--- start of RECORDS PROVIDED ---
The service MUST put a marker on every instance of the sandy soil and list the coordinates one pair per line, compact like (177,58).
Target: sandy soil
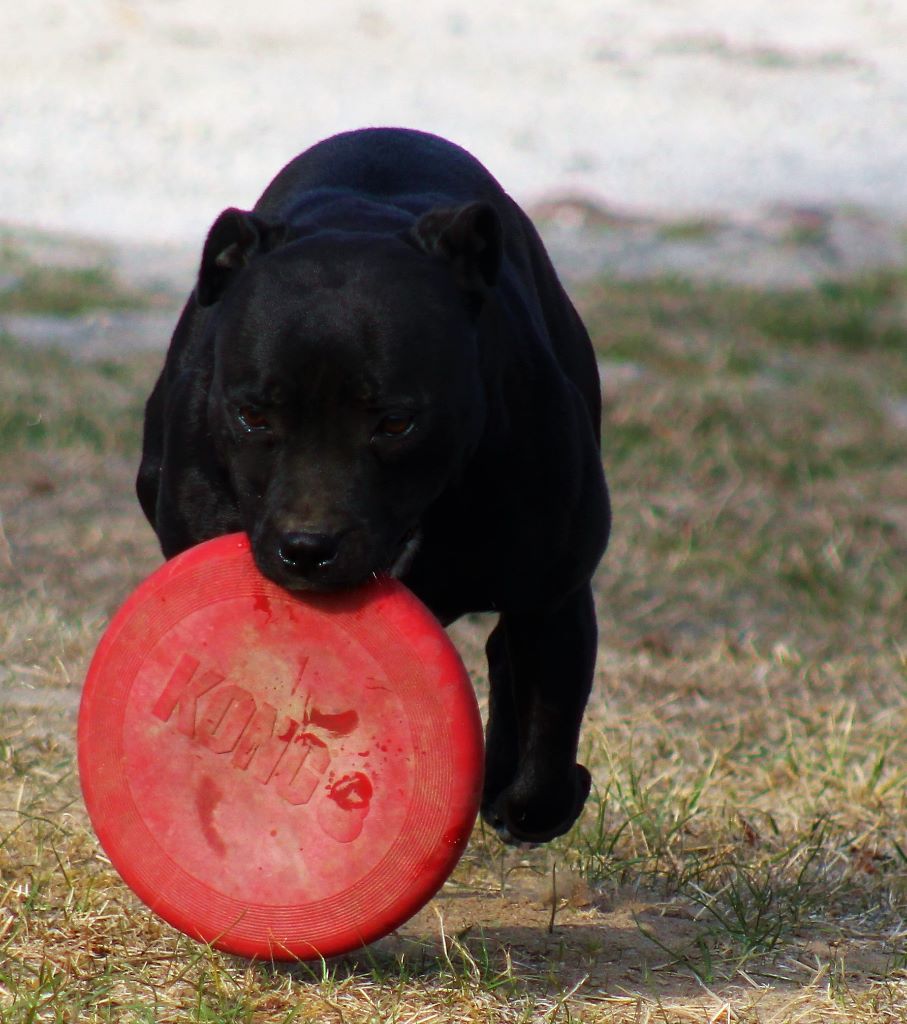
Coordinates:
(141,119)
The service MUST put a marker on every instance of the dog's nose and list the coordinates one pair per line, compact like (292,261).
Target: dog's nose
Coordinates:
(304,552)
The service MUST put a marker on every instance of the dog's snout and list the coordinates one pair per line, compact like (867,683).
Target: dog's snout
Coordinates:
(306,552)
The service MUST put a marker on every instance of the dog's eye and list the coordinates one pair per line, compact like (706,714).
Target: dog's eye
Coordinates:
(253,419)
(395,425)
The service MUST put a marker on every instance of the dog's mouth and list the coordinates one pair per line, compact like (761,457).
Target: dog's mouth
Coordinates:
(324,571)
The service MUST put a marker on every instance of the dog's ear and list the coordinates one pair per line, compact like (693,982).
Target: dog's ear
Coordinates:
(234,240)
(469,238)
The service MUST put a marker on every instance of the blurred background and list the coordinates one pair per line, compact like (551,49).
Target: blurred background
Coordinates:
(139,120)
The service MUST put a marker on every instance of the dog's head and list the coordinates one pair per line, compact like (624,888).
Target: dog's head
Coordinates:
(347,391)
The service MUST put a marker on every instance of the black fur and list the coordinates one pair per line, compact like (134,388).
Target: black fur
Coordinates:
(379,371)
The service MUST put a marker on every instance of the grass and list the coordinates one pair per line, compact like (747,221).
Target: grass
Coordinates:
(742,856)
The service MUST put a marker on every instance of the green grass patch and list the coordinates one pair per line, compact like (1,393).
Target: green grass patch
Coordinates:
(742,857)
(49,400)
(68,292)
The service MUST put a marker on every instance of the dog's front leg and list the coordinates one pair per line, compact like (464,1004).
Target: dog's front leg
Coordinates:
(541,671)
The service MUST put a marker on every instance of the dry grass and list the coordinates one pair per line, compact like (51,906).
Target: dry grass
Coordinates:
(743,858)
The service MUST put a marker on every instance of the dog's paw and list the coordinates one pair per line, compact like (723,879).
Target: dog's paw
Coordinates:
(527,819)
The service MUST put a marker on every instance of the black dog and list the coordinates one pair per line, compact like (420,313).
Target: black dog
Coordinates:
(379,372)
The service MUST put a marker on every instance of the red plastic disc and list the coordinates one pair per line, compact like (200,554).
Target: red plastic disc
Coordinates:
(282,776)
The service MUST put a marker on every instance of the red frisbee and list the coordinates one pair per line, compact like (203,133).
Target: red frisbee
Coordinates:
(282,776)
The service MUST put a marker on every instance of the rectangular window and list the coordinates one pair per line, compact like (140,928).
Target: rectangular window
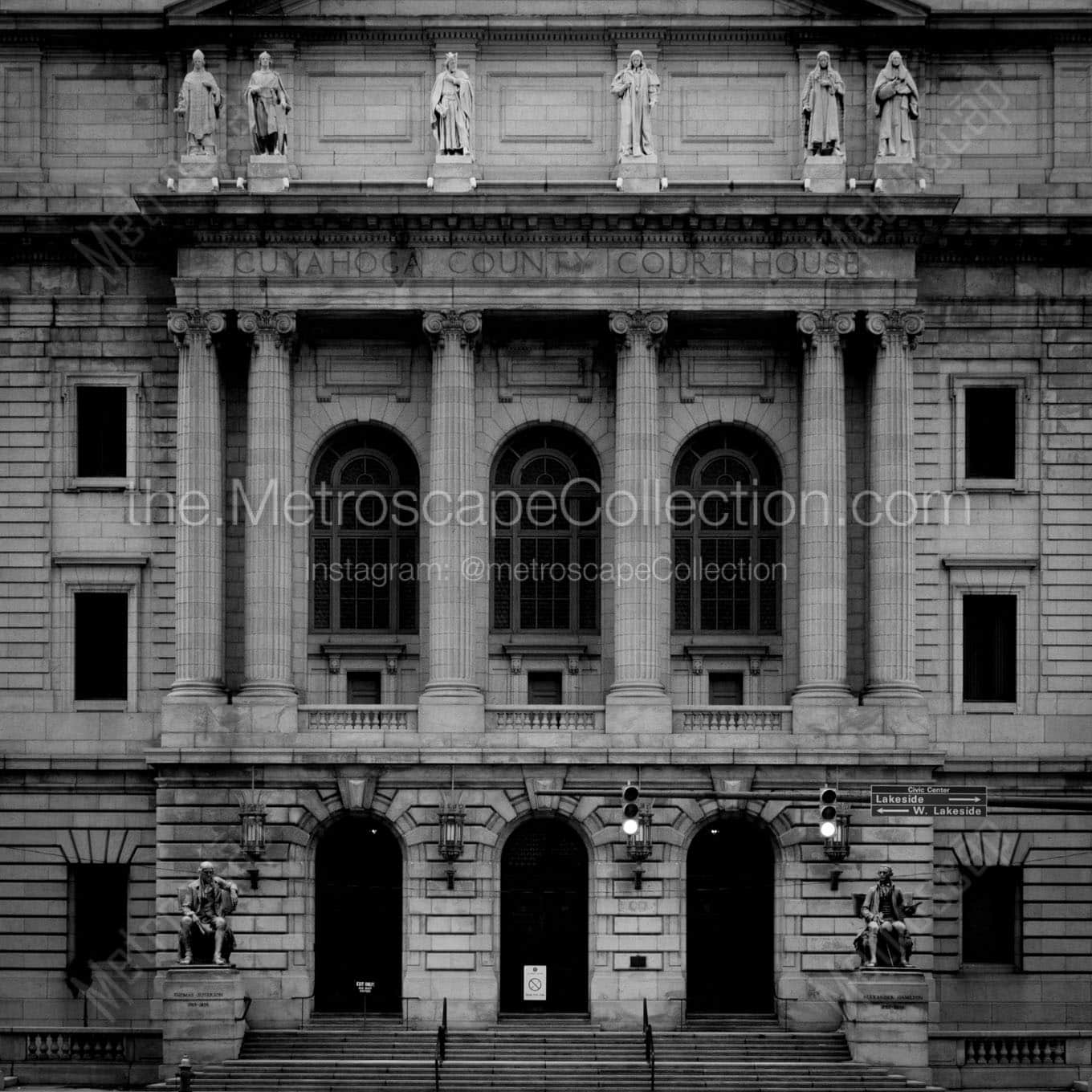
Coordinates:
--- end of RECORDS PROVIDED ---
Reproduce the entire listing above word for word, omitting the pictures.

The service MUST put a marker on every instance of the sandy soil and list the coordinates one pair per line, compact like (177,58).
Target: sandy soil
Coordinates:
(141,119)
The service MUST put a marker on every instance of the dog's nose and list the coordinates one pair per line, compact like (292,261).
Target: dog's nose
Coordinates:
(304,552)
The service MUST put a marker on every instance of the dog's snout and list the coordinates one pair per line, compact like (867,683).
Target: dog's snout
Coordinates:
(306,552)
The service MUST put a marker on every instance of the dog's eye and list the coordinates one pair per line, compact like (706,714).
Target: dog's eye
Coordinates:
(253,419)
(395,425)
The service MUST put a marker on every instance of the dog's mouth and list the coordinates one pair per line, compact like (761,457).
Target: dog's mouth
Coordinates:
(324,571)
The service MUST put a marker on every instance of the dog's ear and list the coordinates one pair per line, compact like (693,982).
Target: dog's ear
Coordinates:
(234,240)
(469,238)
The service MUST put a marker on every instance of the blurred background and list the coordinates one pair per line, compact like (551,49).
Target: blurred background
Coordinates:
(139,120)
The service MUST put a marker on every instance of the dog's head and list the coordinates one pair per line, compact like (624,888).
Target: dog's head
Coordinates:
(347,391)
The service MUST put a marker on every instance of the black fur and list the coordinates one pair per line, compact like (134,388).
Target: black fur
Coordinates:
(379,371)
The service MUST put a marker on every instance of the grass and list the coordinates one pair per line, compact like (747,221).
Target: grass
Coordinates:
(742,856)
The service MUST put a marker on every instance of the green grass patch and list the coordinates one pair per line, compact like (1,393).
Target: green grass patch
Coordinates:
(742,857)
(49,400)
(68,292)
The service MUST put a marker on every instance of the dog's front leg and list the coordinates one pair per line, compact like (464,1004).
Target: dog's front leg
Coordinates:
(541,671)
The service MUST put a marker on every instance of the dry grass and list the coordinates one pair per line, compact like (51,906).
Target: dry grass
Coordinates:
(743,858)
The service MUST put a marker on every instance of the dog's paw and list the coordinates one pair per line, compact like (723,879).
Target: dog's paw
Coordinates:
(527,819)
The service MUST put a marker on every instance of the black dog and list the coordinates one pair per line, compact like (420,313).
Target: black dog
Coordinates:
(379,372)
The service MUST put a marker on every instance of the red plastic disc and list the coordinates one pair per line, compact like (200,554).
Target: red plastic disc
Coordinates:
(282,776)
The service MUST put a marker on every instance of the red frisbee and list the coordinates one pair per line, compact like (203,133).
Target: red frisbee
Coordinates:
(282,776)
The service MUST put a marker on every instance of the rectangular window and list the coordinates one pair per line, compact like (140,928).
Target: rectangular window
Coordinates:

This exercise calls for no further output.